• **出典抜粋**

________

来年の最低賃金の引上げ率は、今年の5.1%と似た水準だ。5年間で最低賃金が41.6%も上がったうえ、ウクライナ戦争などの影響で、原材料や食材価格が高騰し、困難に直面している中小企業や自営業者の事情を考慮すれば、物価上昇を大きく上回る引き上げは難しい状況だ。最低賃金の上昇は、上位賃金労働者の連鎖的賃金引き上げ要求にもつながる。このため、政府の意見を事実上代弁する公益委員らが、韓国銀行の消費者物価の上昇率予測値の4.5%より少し高く、1時間当り1万ウォン台を超えない水準で決定したものと見られる。

物価高騰で賃上げ要因が生じたのは事実だ。しかし、5%引き上げさえ耐え難い事業者が多いというのが問題だ。5人未満の事業所3ヶ所に1ヶ所は、職員に最低賃金すら払えない状態だ。刑事処罰を受けるかもしれないのに、支給する能力がないのだ。週5日、15時間以上働く時に一日分をさらに与える週休手当てまで含めれば、来年の実質最低賃金は1時間当り1万1555ウォンになる。1週当り「14.9時間」に細かく分けた超短期雇用がさらに増える可能性が高い。

________

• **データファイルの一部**
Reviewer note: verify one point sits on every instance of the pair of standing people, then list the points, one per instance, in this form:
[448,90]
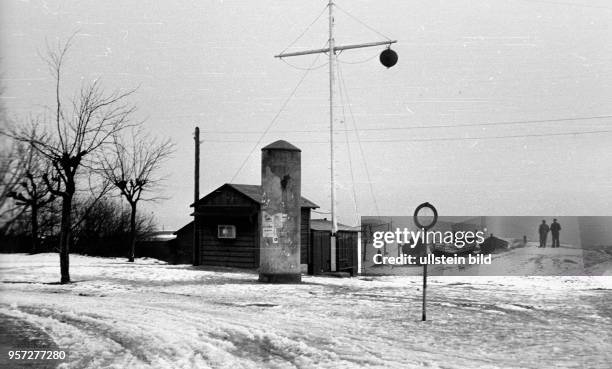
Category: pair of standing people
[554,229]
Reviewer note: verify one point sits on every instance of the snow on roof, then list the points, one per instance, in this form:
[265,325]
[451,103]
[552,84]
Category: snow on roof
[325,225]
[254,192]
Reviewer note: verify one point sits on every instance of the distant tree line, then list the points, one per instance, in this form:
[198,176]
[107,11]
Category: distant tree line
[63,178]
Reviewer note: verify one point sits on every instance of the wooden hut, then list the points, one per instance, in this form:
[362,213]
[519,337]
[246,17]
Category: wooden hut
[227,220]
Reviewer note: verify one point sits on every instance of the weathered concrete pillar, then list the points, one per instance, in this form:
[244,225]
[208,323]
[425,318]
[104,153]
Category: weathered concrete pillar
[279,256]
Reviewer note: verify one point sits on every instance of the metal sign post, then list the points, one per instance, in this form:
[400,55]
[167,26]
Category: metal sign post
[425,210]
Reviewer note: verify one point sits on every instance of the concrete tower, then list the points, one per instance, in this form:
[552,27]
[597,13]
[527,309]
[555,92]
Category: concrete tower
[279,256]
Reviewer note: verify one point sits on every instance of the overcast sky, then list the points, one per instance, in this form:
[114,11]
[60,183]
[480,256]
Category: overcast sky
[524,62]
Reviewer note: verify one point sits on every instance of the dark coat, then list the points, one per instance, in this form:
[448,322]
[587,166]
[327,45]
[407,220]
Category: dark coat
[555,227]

________

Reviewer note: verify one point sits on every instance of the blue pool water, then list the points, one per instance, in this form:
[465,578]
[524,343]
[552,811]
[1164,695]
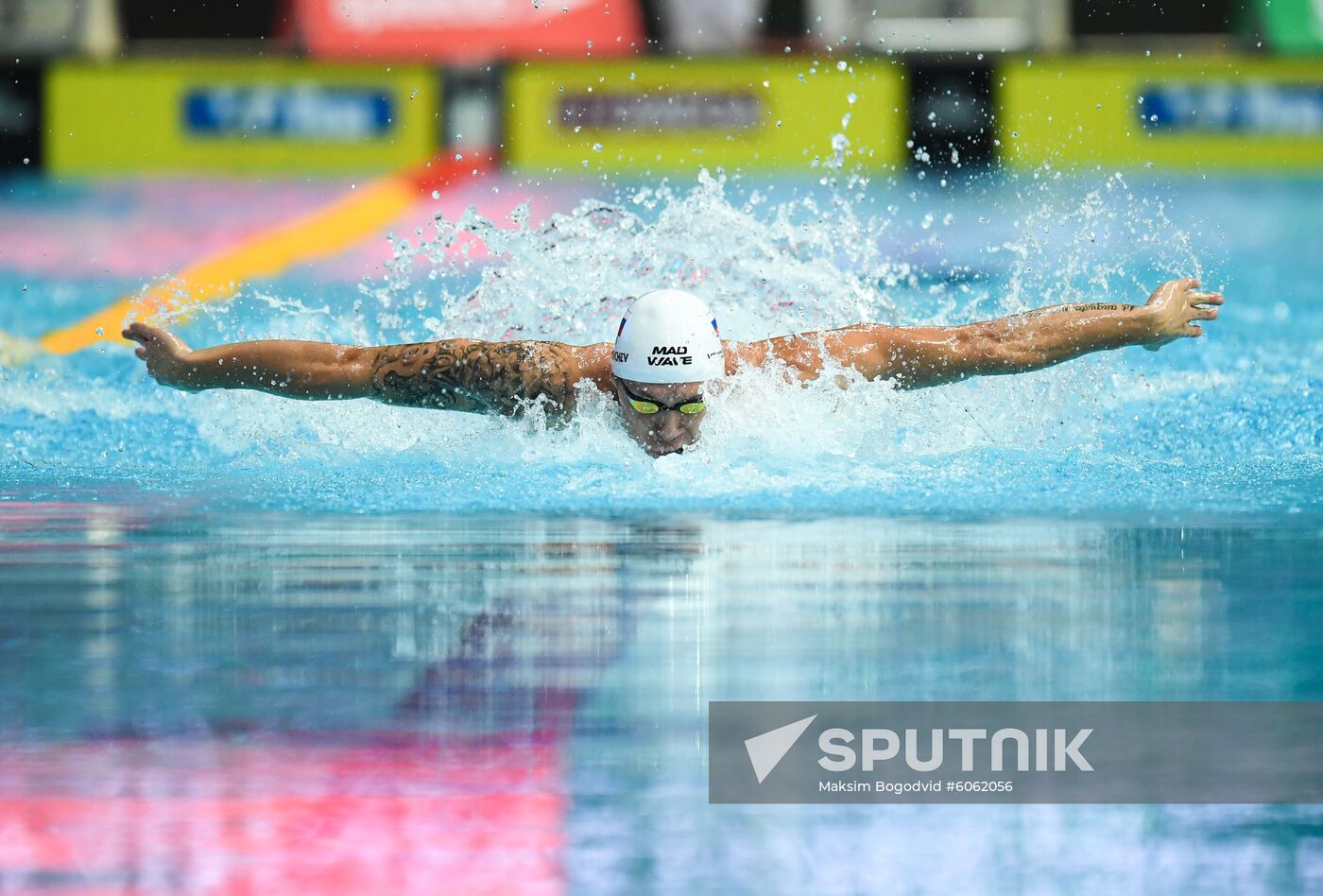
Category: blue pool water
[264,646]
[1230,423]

________

• **作業指示**
(A) 最低賃金に関する本文のうち、「物価高騰で賃上げ要因が」で始まる段落を、主な事実を保ったまま簡潔に書き直してください。
(B) 最低賃金に関する本文を、示された最後の文の後から書き継いでください。

• **解答**
(A) 物価高騰で賃上げ要因が生じたのは事実だが、5%の引き上げにさえ耐えられない事業者が多い。5人未満の事業所の3ヶ所に1ヶ所は、刑事処罰の恐れがあっても職員に最低賃金すら払えない。週5日、15時間以上働く時に一日分を加える週休手当てを含めると、来年の実質最低賃金は1時間当り1万1555ウォンとなり、1週当り「14.9時間」に分けた超短期雇用がさらに増える可能性が高い。

(B)
数年間にわたり、他の先進国より急激に上昇した最低賃金は、職員を解雇して一人で働く「独り社長」の増加など、多くの副作用を招いてきた。他方では、最低賃金が上がると、職員がサービス業種に抜け出した影響で、造船業者などの製造業者の人手不足が深刻になっている。会社員の昼食価格が上がる「ランチフレーション」は、今回の最低賃金の上昇でさらに激しくなるだろう。

物価上昇と景気低迷に同時に見舞われるスタグフレーションの危機の中で、最低賃金の引き上げの衝撃に対処する道は、企業と労働者が協力して生産性を引き上げることだけだ。未曾有の「経済ハリケーン」が迫っているのに、労使が賃金争いだけを続けるならば、企業は不良化し、働き口は減る悪循環に陥ることになる。今回の最低賃金の議論から除外された業種別差別化や、他の先進国にない週休手当て制の廃止など、賃金制度の改善作業にもやはり拍車をかけなければならない。